Teks Sumber:

-----

Tirulah Bapa yang di sorga yang tidak segan-segan menghajar kita sebagai
anak-anakNya pada waktu memang dibutuhkan (Ibr 12:5-11). Bandingkan dengan
Amsal 13:24 yang berbunyi: “Siapa
tidak menggunakan tongkat, benci kepada anaknya; tetapi siapa mengasihi anaknya,
menghajar dia pada waktunya”.
Bandingkan juga
dengan Amsal 19:18 23:13-14 29:15.
c) Kesalahan lain dari Hemor dan Sikhem adalah bahwa
mereka tidak mengaku salah ataupun meminta maaf kepada Dina dan
keluarganya (ay 6-12).
Penerapan:
Setiap saudara
sadar bahwa saudara bersalah kepada seseorang (termasuk kepada anak saudara,
pegawai / pembantu saudara, dsb), maulah mengaku salah / meminta maaf.
Catatan:
Ay 7: ‘di antara orang Israel’ [NIV: in Israel (= di Israel)].
Ini aneh, karena
sekalipun nama Israel sudah diberikan kepada Yakub dalam Kej 32:28, tetapi
nama Israel itu belum digunakan, baik bagi tempat itu maupun bagi keturunan
Yakub, sampai lama sesudah peristiwa ini. Karena itu, ada yang menterjemahkan ‘against
Israel’ (= terhadap Israel), dimana kata ‘Israel’ menunjuk kepada
Yakub.
II)
Sikap Yakub dan anak-anaknya.
1) Pada waktu Yakub mendengar tentang peristiwa itu,
anak-anaknya tidak di rumah sehingga Yakub mendiamkan saja persoalan itu sampai
mereka pulang (ay 5).
Sudah pasti
iapun sedih dan marah, tetapi ia bisa menguasai diri. Ini sesuatu yang harus
dipuji dari diri Yakub.
Kalau kita
bertindak pada saat marah, maka biasanya kita melakukan hal-hal yang bodoh.
Adalah bijaksana kalau kita bisa menunda tindakan itu, dan baru bertindak
setelah kemarahan itu reda.
Bandingkan
dengan Amsal 12:16 14:29 17:27 20:3 25:28.
2) Pada waktu anak-anak Yakub pulang, dan mendengar
peristiwa itu, mereka menjadi sangat marah (ay 7).

-----

Tugas Latihan 1:
Salin ulang kata demi kata baris-baris dalam data, mulai dari baris yang memuat "bridge support column -> outlines" sampai dengan baris terakhir data, keduanya termasuk.

-----

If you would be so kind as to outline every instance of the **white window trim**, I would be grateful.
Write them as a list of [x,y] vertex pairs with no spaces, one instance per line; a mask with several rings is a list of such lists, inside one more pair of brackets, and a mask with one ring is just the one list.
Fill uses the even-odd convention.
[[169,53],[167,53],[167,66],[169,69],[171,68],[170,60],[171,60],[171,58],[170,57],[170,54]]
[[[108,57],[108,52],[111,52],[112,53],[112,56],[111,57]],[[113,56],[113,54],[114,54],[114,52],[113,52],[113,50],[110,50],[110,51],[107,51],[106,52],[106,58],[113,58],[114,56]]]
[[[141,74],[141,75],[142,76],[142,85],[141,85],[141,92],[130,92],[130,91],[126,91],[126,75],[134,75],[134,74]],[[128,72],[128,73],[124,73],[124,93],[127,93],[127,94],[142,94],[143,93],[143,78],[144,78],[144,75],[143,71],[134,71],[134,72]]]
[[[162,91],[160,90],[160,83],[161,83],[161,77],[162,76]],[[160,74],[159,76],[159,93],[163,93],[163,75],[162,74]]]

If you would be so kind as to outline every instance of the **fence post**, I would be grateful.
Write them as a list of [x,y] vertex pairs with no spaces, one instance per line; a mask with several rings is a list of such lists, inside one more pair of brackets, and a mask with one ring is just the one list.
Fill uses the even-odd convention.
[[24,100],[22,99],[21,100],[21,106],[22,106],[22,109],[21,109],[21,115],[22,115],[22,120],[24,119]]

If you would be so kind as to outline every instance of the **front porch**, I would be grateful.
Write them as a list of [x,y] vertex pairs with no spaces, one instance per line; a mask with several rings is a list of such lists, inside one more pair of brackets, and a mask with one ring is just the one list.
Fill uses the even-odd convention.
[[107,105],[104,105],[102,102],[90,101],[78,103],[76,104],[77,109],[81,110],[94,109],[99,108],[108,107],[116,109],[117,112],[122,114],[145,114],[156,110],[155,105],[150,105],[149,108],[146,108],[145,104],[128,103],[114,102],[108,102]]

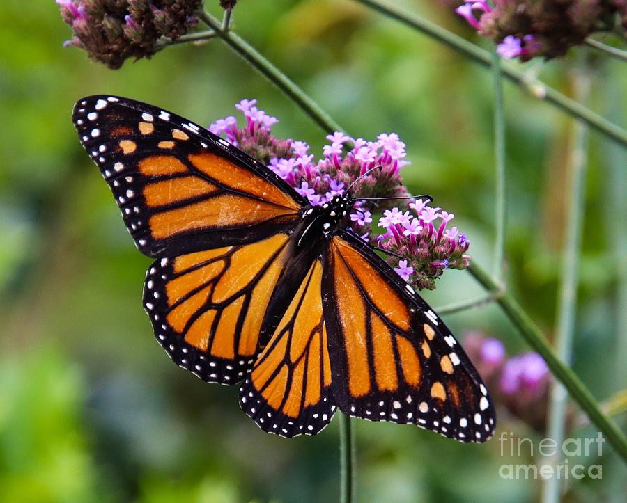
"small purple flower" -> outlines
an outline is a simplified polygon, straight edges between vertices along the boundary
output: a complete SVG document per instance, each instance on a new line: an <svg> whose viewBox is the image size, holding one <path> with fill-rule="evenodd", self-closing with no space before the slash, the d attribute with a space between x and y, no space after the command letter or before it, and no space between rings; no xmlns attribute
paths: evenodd
<svg viewBox="0 0 627 503"><path fill-rule="evenodd" d="M235 105L235 108L241 111L245 115L247 115L250 112L251 108L257 104L256 99L242 99Z"/></svg>
<svg viewBox="0 0 627 503"><path fill-rule="evenodd" d="M350 136L347 136L340 131L336 131L333 134L327 134L326 138L332 143L339 143L340 145L350 140Z"/></svg>
<svg viewBox="0 0 627 503"><path fill-rule="evenodd" d="M422 232L422 225L420 225L420 221L418 218L412 218L411 221L408 219L403 226L405 227L403 234L405 236L416 236Z"/></svg>
<svg viewBox="0 0 627 503"><path fill-rule="evenodd" d="M414 273L414 268L411 266L408 266L407 260L399 260L398 266L394 267L394 271L405 281L409 281L410 276Z"/></svg>
<svg viewBox="0 0 627 503"><path fill-rule="evenodd" d="M349 140L353 140L353 151L355 152L359 152L359 150L368 143L363 138L356 138L355 139L351 138Z"/></svg>
<svg viewBox="0 0 627 503"><path fill-rule="evenodd" d="M449 239L454 239L456 237L457 237L457 234L458 232L458 229L454 225L450 229L447 229L444 231L444 236L446 236Z"/></svg>
<svg viewBox="0 0 627 503"><path fill-rule="evenodd" d="M350 220L357 222L358 225L363 226L372 221L372 214L370 211L358 209L355 213L350 214Z"/></svg>
<svg viewBox="0 0 627 503"><path fill-rule="evenodd" d="M537 353L526 353L522 359L520 380L527 389L534 390L548 375L548 365Z"/></svg>
<svg viewBox="0 0 627 503"><path fill-rule="evenodd" d="M420 213L420 219L425 223L431 223L435 218L440 216L440 214L438 213L438 209L441 209L441 208L432 208L430 206L426 206Z"/></svg>
<svg viewBox="0 0 627 503"><path fill-rule="evenodd" d="M468 22L468 24L475 30L478 30L481 27L481 24L479 24L479 22L477 21L477 18L474 17L474 13L473 13L474 9L486 12L485 6L481 2L469 2L464 3L463 6L460 6L455 9L455 12L466 19L466 21Z"/></svg>
<svg viewBox="0 0 627 503"><path fill-rule="evenodd" d="M341 155L342 144L332 143L331 145L325 145L323 147L323 153L325 157L332 157L334 155Z"/></svg>
<svg viewBox="0 0 627 503"><path fill-rule="evenodd" d="M233 115L229 115L229 117L225 117L224 119L218 119L215 122L212 122L211 125L209 126L209 131L214 134L220 136L229 128L236 127L237 124L237 119Z"/></svg>
<svg viewBox="0 0 627 503"><path fill-rule="evenodd" d="M389 227L396 223L402 224L405 221L409 221L409 211L406 211L404 214L403 211L394 207L392 210L386 209L383 211L383 216L379 219L377 224L379 227Z"/></svg>
<svg viewBox="0 0 627 503"><path fill-rule="evenodd" d="M416 212L417 215L419 215L426 205L426 202L421 199L417 199L415 201L410 202L409 207Z"/></svg>
<svg viewBox="0 0 627 503"><path fill-rule="evenodd" d="M290 161L293 161L293 159L289 159ZM307 199L310 199L310 198L314 197L314 195L316 193L316 190L314 187L310 187L309 184L307 182L303 182L300 184L300 187L296 187L296 191Z"/></svg>
<svg viewBox="0 0 627 503"><path fill-rule="evenodd" d="M370 147L362 147L355 154L355 158L361 161L362 168L371 168L377 158L377 152ZM362 169L362 173L363 172Z"/></svg>
<svg viewBox="0 0 627 503"><path fill-rule="evenodd" d="M294 155L300 157L307 155L309 150L309 145L304 141L293 141L292 150L294 151Z"/></svg>
<svg viewBox="0 0 627 503"><path fill-rule="evenodd" d="M272 163L271 166L274 167L274 173L276 173L279 177L283 178L283 179L286 179L292 173L294 172L294 164L295 161L293 159L279 159ZM303 182L306 184L306 182ZM314 190L311 189L311 190ZM298 192L299 189L297 189L296 191ZM299 192L299 193L300 193ZM305 194L300 194L301 195L305 195Z"/></svg>
<svg viewBox="0 0 627 503"><path fill-rule="evenodd" d="M522 54L521 40L518 37L509 35L497 46L497 54L507 59L513 59Z"/></svg>
<svg viewBox="0 0 627 503"><path fill-rule="evenodd" d="M543 384L548 378L548 367L537 353L525 353L505 362L501 376L501 390L513 394L521 390L532 394L544 392Z"/></svg>

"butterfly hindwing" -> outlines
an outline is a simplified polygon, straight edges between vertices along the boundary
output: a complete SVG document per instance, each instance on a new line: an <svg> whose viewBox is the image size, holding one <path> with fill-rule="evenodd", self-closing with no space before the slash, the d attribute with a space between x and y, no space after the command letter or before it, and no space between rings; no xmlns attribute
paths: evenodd
<svg viewBox="0 0 627 503"><path fill-rule="evenodd" d="M173 257L261 239L305 204L265 166L204 128L112 96L77 103L73 120L138 248Z"/></svg>
<svg viewBox="0 0 627 503"><path fill-rule="evenodd" d="M489 438L487 390L444 322L357 238L340 231L325 257L323 303L340 409L462 442Z"/></svg>
<svg viewBox="0 0 627 503"><path fill-rule="evenodd" d="M144 305L172 360L211 383L234 384L261 351L260 332L283 270L282 232L247 245L157 259Z"/></svg>
<svg viewBox="0 0 627 503"><path fill-rule="evenodd" d="M316 260L240 391L244 411L264 431L315 435L336 410Z"/></svg>

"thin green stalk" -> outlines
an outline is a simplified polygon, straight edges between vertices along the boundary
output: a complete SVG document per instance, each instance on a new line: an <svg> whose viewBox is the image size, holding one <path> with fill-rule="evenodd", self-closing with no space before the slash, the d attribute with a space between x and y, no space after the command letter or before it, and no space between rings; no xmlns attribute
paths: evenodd
<svg viewBox="0 0 627 503"><path fill-rule="evenodd" d="M492 77L494 87L494 163L495 223L494 267L492 276L500 282L505 260L505 117L503 105L503 77L501 56L497 54L496 44L492 50Z"/></svg>
<svg viewBox="0 0 627 503"><path fill-rule="evenodd" d="M585 102L589 94L590 79L586 74L585 65L578 70L574 77L575 93ZM569 186L567 189L568 207L566 211L566 237L564 243L564 260L557 305L557 321L555 327L555 351L566 365L570 365L575 332L577 308L577 284L579 278L581 254L581 232L583 225L585 193L586 167L587 164L588 127L582 122L575 125L573 149L571 154ZM568 394L564 385L553 381L549 397L548 437L557 445L564 442ZM559 463L561 451L548 458L552 465ZM550 477L544 481L542 501L557 503L560 499L563 481Z"/></svg>
<svg viewBox="0 0 627 503"><path fill-rule="evenodd" d="M261 74L278 87L296 104L311 117L320 127L327 132L343 131L342 127L309 97L300 87L285 74L260 54L252 46L233 31L222 29L222 23L207 13L199 14L201 19L213 29L217 36L222 38L238 54L248 61Z"/></svg>
<svg viewBox="0 0 627 503"><path fill-rule="evenodd" d="M598 51L601 51L607 56L611 56L612 58L616 58L621 61L627 61L627 51L623 51L617 47L612 47L611 45L607 45L598 40L595 40L594 38L587 38L585 43L586 45L594 47Z"/></svg>
<svg viewBox="0 0 627 503"><path fill-rule="evenodd" d="M340 414L340 502L355 500L355 440L350 417Z"/></svg>
<svg viewBox="0 0 627 503"><path fill-rule="evenodd" d="M476 262L472 264L467 270L488 292L500 291L500 285ZM555 378L564 384L573 399L603 432L605 439L614 447L617 453L627 461L627 437L603 413L598 403L577 375L557 357L540 329L520 305L507 292L502 292L497 302L525 340L544 358Z"/></svg>
<svg viewBox="0 0 627 503"><path fill-rule="evenodd" d="M438 314L450 314L454 312L460 312L460 311L466 311L469 309L472 309L473 308L482 308L484 305L487 305L493 302L494 302L497 297L500 295L489 294L488 295L484 295L481 297L478 297L477 298L471 298L467 301L460 301L460 302L451 303L450 304L447 304L446 305L442 305L440 308L435 308L435 312Z"/></svg>
<svg viewBox="0 0 627 503"><path fill-rule="evenodd" d="M401 8L384 3L378 0L356 1L388 17L400 21L414 29L421 31L480 65L489 67L491 64L492 56L489 52L435 23L424 19ZM532 95L543 99L580 120L587 122L596 131L618 142L624 147L627 147L627 131L625 129L603 118L575 100L564 96L546 84L536 81L535 79L529 79L527 72L518 69L510 63L502 64L501 68L502 72L508 79L529 91Z"/></svg>
<svg viewBox="0 0 627 503"><path fill-rule="evenodd" d="M216 36L215 31L213 30L205 30L203 31L194 31L192 33L185 33L181 35L176 40L170 40L165 39L157 42L157 48L163 49L169 45L176 45L177 44L185 44L188 42L201 42L203 40L209 40Z"/></svg>

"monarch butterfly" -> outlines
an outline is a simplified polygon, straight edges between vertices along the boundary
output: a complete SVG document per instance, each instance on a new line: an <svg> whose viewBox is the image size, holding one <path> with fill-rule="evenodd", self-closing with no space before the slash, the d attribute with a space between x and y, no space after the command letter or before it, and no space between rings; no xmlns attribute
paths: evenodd
<svg viewBox="0 0 627 503"><path fill-rule="evenodd" d="M98 95L73 120L135 244L156 259L144 305L157 340L210 383L240 383L264 431L314 435L336 408L483 442L494 408L424 301L342 229L348 192L314 207L192 122Z"/></svg>

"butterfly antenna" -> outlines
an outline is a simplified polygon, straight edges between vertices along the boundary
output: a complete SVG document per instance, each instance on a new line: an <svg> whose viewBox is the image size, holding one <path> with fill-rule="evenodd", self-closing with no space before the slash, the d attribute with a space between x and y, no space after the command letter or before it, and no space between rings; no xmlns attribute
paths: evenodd
<svg viewBox="0 0 627 503"><path fill-rule="evenodd" d="M400 199L426 199L428 200L428 202L432 202L433 201L433 198L432 198L428 194L421 194L420 195L403 195L398 198L359 198L357 199L359 201L385 201L389 200L400 200Z"/></svg>
<svg viewBox="0 0 627 503"><path fill-rule="evenodd" d="M363 175L360 175L359 177L357 177L357 178L355 178L355 179L353 181L353 183L350 184L350 185L349 185L348 187L346 189L346 192L348 192L348 191L350 191L350 188L351 188L353 185L355 185L357 182L359 182L360 179L362 179L362 178L363 178L364 177L367 177L369 175L370 175L370 173L372 173L373 171L374 171L375 170L379 170L380 171L382 169L383 169L383 166L375 166L374 168L370 168L369 170L368 170L365 173L364 173Z"/></svg>

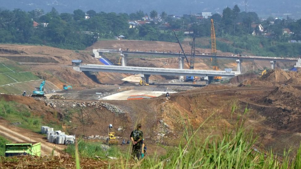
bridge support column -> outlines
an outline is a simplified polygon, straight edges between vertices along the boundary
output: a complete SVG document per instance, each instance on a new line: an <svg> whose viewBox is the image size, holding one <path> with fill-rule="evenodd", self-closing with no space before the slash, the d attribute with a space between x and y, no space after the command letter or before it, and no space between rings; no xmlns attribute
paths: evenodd
<svg viewBox="0 0 301 169"><path fill-rule="evenodd" d="M127 61L127 54L122 54L121 56L121 66L126 66L126 62Z"/></svg>
<svg viewBox="0 0 301 169"><path fill-rule="evenodd" d="M179 69L184 69L184 57L179 57L178 58L179 60ZM179 80L184 79L183 76L179 76Z"/></svg>
<svg viewBox="0 0 301 169"><path fill-rule="evenodd" d="M150 74L140 74L140 77L142 78L142 80L145 80L145 82L148 83L150 82Z"/></svg>
<svg viewBox="0 0 301 169"><path fill-rule="evenodd" d="M242 62L242 60L241 59L237 59L236 60L236 63L237 63L237 68L236 69L236 71L240 72L241 73L242 73L242 66L241 65Z"/></svg>
<svg viewBox="0 0 301 169"><path fill-rule="evenodd" d="M93 53L94 54L94 57L96 58L100 58L101 56L100 55L100 52L97 51L97 49L93 49Z"/></svg>
<svg viewBox="0 0 301 169"><path fill-rule="evenodd" d="M271 66L272 67L272 69L275 69L275 65L276 64L276 61L273 60L270 62L271 63Z"/></svg>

-----

Tugas Latihan 2:
Terjemahkan kalimat berikut dari teks sumber ke dalam bahasa Inggris: "Kalau kita bertindak pada saat marah, maka biasanya kita melakukan hal-hal yang bodoh."

Jawaban Benar 1:
bridge support column -> outlines
an outline is a simplified polygon, straight edges between vertices along the boundary
output: a complete SVG document per instance, each instance on a new line: an <svg> whose viewBox is the image size, holding one <path> with fill-rule="evenodd", self-closing with no space before the slash, the d attribute with a space between x and y, no space after the command letter or before it, and no space between rings; no xmlns attribute
paths: evenodd
<svg viewBox="0 0 301 169"><path fill-rule="evenodd" d="M127 61L127 54L122 54L121 56L121 66L126 66L126 62Z"/></svg>
<svg viewBox="0 0 301 169"><path fill-rule="evenodd" d="M179 69L184 69L184 57L179 57L178 58L179 60ZM179 80L184 79L183 76L179 76Z"/></svg>
<svg viewBox="0 0 301 169"><path fill-rule="evenodd" d="M150 74L140 74L140 77L142 78L142 80L145 80L145 82L148 83L150 82Z"/></svg>
<svg viewBox="0 0 301 169"><path fill-rule="evenodd" d="M242 62L242 60L241 59L237 59L236 60L236 63L237 63L237 68L236 69L236 71L240 72L241 73L242 73L242 66L241 65Z"/></svg>
<svg viewBox="0 0 301 169"><path fill-rule="evenodd" d="M93 53L94 54L94 57L96 58L100 58L101 56L100 55L100 52L97 51L97 49L93 49Z"/></svg>
<svg viewBox="0 0 301 169"><path fill-rule="evenodd" d="M271 66L272 67L272 69L275 69L275 65L276 64L276 61L273 60L270 62L271 63Z"/></svg>

Jawaban Benar 2:
If we act while we are angry, we usually do foolish things.